--- begin Data supplied ---
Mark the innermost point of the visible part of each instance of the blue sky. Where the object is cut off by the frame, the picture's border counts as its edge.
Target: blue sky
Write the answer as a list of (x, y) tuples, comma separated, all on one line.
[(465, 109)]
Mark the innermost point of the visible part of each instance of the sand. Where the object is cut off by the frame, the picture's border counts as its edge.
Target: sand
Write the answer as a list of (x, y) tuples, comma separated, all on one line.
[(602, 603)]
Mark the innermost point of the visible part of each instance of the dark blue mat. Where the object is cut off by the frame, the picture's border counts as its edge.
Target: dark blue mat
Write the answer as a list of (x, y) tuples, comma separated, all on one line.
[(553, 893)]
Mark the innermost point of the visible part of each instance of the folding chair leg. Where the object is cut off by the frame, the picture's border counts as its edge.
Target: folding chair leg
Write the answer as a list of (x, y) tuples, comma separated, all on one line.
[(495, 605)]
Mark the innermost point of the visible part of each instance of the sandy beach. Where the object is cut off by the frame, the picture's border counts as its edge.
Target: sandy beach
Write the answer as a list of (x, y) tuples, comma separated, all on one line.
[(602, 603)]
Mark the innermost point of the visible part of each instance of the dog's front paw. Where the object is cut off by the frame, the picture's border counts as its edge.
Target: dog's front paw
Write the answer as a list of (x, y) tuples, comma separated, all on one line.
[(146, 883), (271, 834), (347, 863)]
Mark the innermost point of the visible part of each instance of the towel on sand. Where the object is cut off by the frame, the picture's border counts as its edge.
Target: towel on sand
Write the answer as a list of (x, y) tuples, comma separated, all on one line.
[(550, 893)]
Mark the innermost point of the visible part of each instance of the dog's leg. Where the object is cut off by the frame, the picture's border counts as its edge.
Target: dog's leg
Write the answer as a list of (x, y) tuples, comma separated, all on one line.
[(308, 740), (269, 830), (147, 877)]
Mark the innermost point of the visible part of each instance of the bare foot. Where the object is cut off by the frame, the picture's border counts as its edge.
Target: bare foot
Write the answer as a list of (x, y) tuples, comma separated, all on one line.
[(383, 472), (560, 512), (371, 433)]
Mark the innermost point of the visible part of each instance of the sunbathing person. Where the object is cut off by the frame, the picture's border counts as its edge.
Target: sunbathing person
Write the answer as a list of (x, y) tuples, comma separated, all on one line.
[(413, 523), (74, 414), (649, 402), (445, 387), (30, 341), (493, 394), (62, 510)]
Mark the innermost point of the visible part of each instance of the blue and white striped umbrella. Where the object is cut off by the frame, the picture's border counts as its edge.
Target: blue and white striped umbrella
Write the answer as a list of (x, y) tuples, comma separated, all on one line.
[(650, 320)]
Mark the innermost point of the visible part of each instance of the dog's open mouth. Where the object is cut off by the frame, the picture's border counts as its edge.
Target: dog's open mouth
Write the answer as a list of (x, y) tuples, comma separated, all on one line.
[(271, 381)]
--- end Data supplied ---
→ **Task statement**
Transcribe all of the rows above, reproducing every line without any change.

→ **Answer to this problem**
Mark the innermost point of the visible part of each instance of the blue sky. Where the object is cut off by the frame, the picture's border counts as its edge.
Target: blue sky
Write the answer as a list of (x, y) tuples, comma separated, all on one line.
[(465, 109)]
Mark the innermost point of the visible part of each instance of the sand. Where the object is cut off by the frame, the picture's border counts as its edge.
Target: sand
Write the answer as a list of (x, y) tuples, comma separated, all on one line.
[(602, 603)]
Mark the innermost point of the visible part of each instance of the dark blue mat. Where the object is cut off by the frame, the picture's border counts as its edge.
Target: dark blue mat
Write the answer as a list of (x, y) tuples, comma separated, all on one line.
[(553, 893)]
Mark the innermost point of the visible part of each instance of the folding chair leg. Where the object is cut off by the frame, the picture's border counts as its edge.
Target: folding chair leg
Write the answer as a list of (x, y) tuples, comma separated, all on one line.
[(495, 605)]
Mark the innermost point of the visible part of each instance of the sandy beach. Where the object is cut off by the frame, the picture's border counts as its edge.
Target: sandy beach
Write the answer as a list of (x, y) tuples, comma separated, all on one line.
[(602, 603)]
Mark the innermost point of the visible part of each instance of the dog's front paw. Where the object is cut off by the frame, the picture's border counts as its edge.
Target: dog's front paw
Write the answer as a list of (x, y) tuples, comma separated, all on one line.
[(146, 883), (271, 834), (347, 863)]
Mark the innermost point of the visible part of each instance of the towel on sand. Where the object is cut off by the frame, the picture's border counts as its edge.
Target: towel on sand
Write the answer as a list of (x, y) tuples, comma separated, all on one line.
[(550, 893)]
Mark the innermost point of the visible part of each instance of the dog's leg. Where the object is cut off by the frame, the picture's border counts as its edge.
Target: dog's leg
Write the answer as a list of (x, y) tuples, comma separated, all on one line.
[(308, 740), (269, 830), (147, 877)]
Mark the innermost point of the visible part of each instance of the bare foot. Where the object is cut off by the frame, the picture's border counts as its edge.
Target: bare foot
Write the answer as a list of (x, y) tuples, comma separated, all on one line.
[(383, 472), (560, 512), (371, 433)]
Mark the innermost point of the visible part of each instance of the sunbathing person. Where the object is cut off by the frame, the picture's border counts as its edge.
Target: sunbathing person
Write the answer as a list of (x, y) tuples, comma separated, all on one line.
[(413, 523), (74, 414), (649, 402), (445, 387), (30, 341), (493, 394), (62, 510)]
Mark the innermost point of the visible part of each instance of the blue and white striped umbrella. Where the object is cut off by the frame, the picture's border counts as its edge.
Target: blue and white striped umbrella
Write the answer as a list of (x, y) tuples, comma separated, all on one line.
[(650, 320)]
Mark the innermost point of the visible part of each instance of the dog's open mouth. Where the object is cut off by the frame, the picture's border counts as its edge.
Target: dog's open mouth
Write the answer as a list of (x, y) tuples, comma separated, all on one line.
[(271, 381)]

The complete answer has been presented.